(THE EXERCISE): Rescale the records from the line with "necktie in this photo." through the end of the records: write out only those lines again, requests included, multiplying each coordinate in the answers by 1.85 and rounding to whole numbers with halves rounded up. Omit the pictures.

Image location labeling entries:
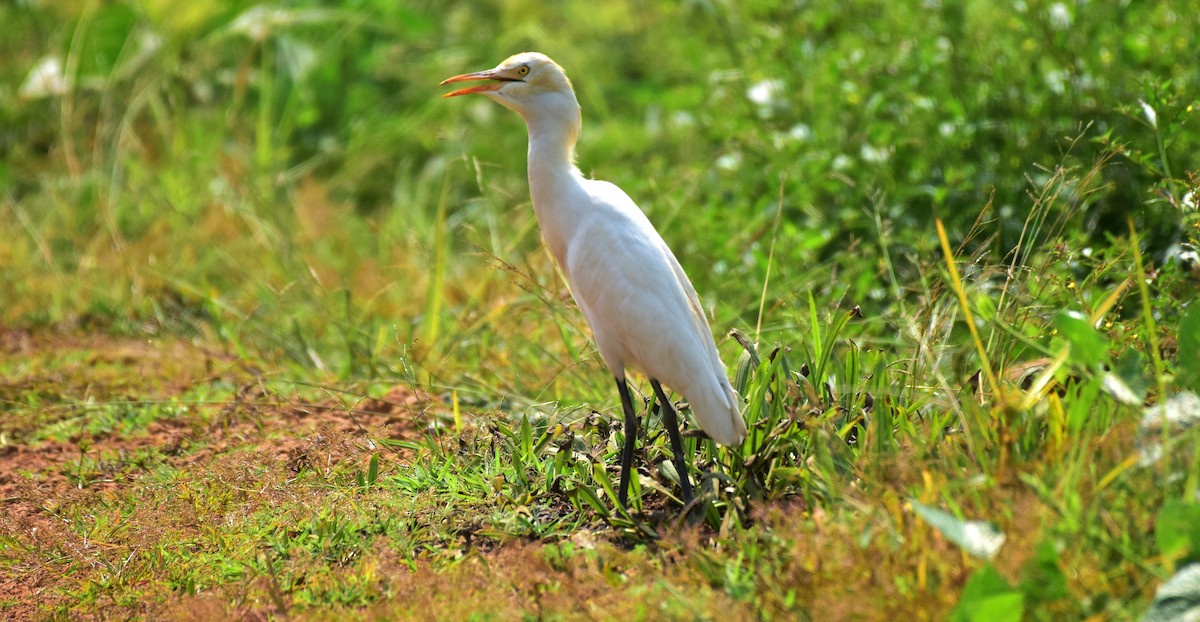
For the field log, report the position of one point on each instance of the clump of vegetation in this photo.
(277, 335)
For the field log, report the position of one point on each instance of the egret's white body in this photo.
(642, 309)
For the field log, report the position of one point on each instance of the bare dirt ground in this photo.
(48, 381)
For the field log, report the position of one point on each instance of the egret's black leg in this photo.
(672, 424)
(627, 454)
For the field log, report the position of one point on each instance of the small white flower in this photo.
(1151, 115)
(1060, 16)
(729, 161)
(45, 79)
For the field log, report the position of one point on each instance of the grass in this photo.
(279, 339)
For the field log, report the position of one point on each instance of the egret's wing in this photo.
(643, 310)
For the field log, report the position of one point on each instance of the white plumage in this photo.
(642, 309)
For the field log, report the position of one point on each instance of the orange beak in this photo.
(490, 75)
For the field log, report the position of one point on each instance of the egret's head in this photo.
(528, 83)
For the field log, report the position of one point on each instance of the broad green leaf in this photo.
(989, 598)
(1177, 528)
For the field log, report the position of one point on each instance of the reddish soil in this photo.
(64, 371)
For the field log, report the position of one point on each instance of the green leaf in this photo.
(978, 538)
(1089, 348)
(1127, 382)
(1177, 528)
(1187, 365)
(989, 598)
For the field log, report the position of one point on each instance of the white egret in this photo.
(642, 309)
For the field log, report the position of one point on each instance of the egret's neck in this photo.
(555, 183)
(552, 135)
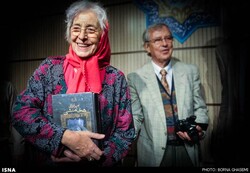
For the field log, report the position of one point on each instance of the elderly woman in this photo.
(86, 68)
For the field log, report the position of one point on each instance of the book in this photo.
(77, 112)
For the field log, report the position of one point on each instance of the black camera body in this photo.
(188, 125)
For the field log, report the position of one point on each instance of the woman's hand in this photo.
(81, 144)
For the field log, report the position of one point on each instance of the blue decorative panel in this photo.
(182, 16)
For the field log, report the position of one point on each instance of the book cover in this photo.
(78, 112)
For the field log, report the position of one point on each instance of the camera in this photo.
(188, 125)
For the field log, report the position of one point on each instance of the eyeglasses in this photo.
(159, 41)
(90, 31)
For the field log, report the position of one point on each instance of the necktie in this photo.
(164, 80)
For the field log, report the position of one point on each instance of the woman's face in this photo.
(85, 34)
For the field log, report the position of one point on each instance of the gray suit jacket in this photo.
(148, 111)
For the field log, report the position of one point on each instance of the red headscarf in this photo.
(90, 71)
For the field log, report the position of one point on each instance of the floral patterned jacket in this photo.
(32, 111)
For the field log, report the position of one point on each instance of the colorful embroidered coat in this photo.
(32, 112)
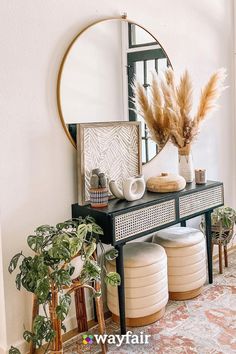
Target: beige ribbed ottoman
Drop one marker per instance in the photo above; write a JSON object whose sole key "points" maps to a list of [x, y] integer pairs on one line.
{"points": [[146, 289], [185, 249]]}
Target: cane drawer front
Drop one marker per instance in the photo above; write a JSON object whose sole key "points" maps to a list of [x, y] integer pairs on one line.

(SOLUTION TO THE PROBLEM):
For the field log, report the position of one point on each instance of the necktie in this photo.
(303, 148)
For the field log, report the position of one point on each instance of the woman's face in this photo.
(157, 63)
For the field log, report the position of one point on each instance of the gray suit jacket in this photo.
(274, 205)
For the field log, report the position of one point on each instance of the red headscarf in this photo.
(167, 131)
For the field log, report the position of one point on each instance of the floral patterned jacket in this photo.
(59, 205)
For the field log, report the position of one point on each instance of the colorful embroidered coat in this photo.
(59, 207)
Target: beige ribbed ottoman
Drop one marker per instance in the photo above; write a JSON object whose sole key "points" maps to a list of [x, y] integer pairs on one line.
{"points": [[270, 535], [342, 461]]}
Target: cane drawer front
Drop one marker per instance in the photo above; write a JSON object whose sole key "points" maps to a list of [x, y] integer pairs on one line.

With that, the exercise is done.